◆ **YOUR GOAL**: Reproduce every line of the material below word for word, but leave out the pictures.

(Rows from an object-pointing dataset)

· · · · ·

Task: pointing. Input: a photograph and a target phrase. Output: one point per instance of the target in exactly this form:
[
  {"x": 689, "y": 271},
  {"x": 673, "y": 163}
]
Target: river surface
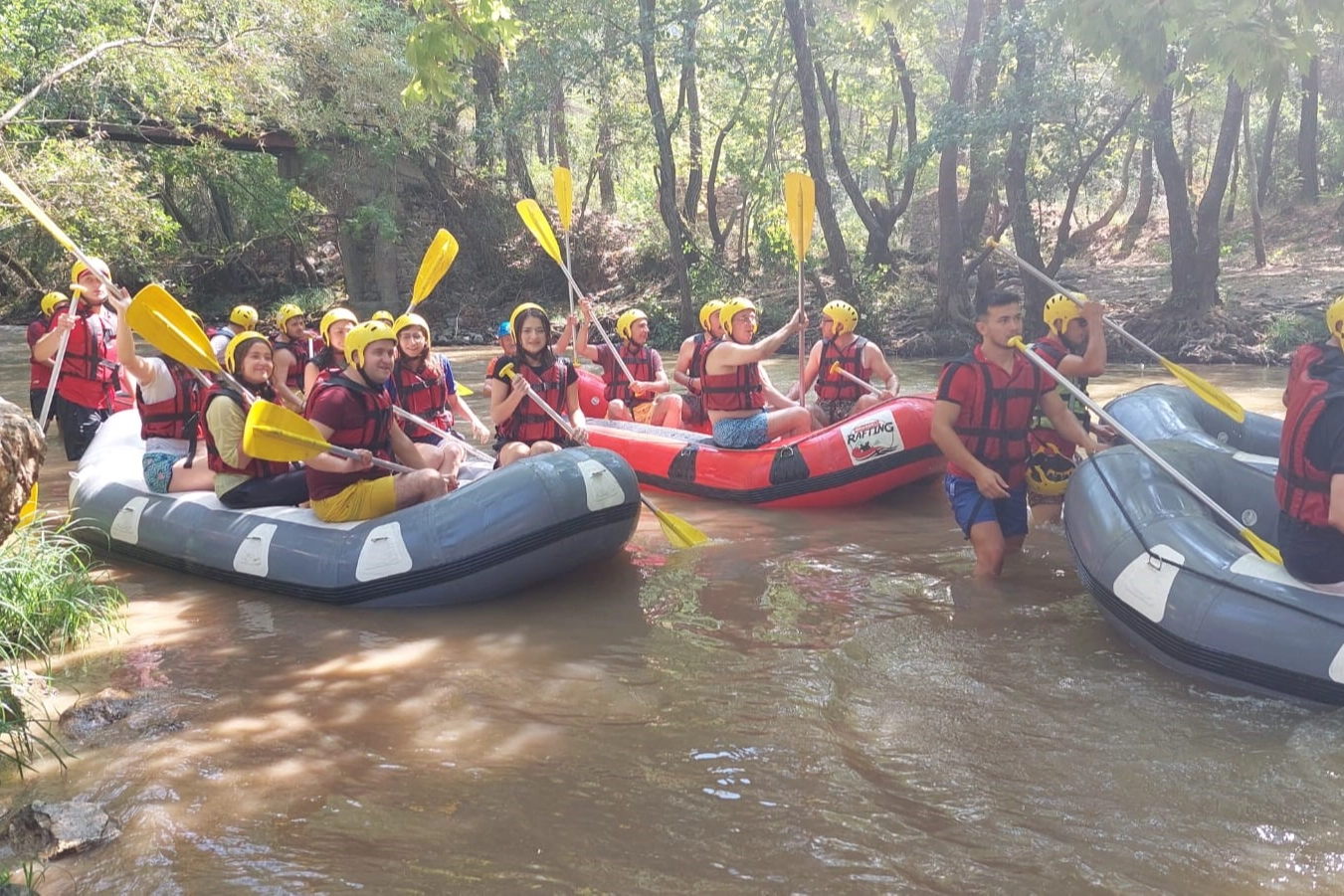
[{"x": 816, "y": 701}]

· · · · ·

◆ **PROBLEM SOLUTION**:
Task: pointing. Input: a photograph and a target phrase. Output: one point per instance of the target in exactly this form:
[
  {"x": 689, "y": 271},
  {"x": 673, "y": 163}
]
Target: river surface
[{"x": 816, "y": 701}]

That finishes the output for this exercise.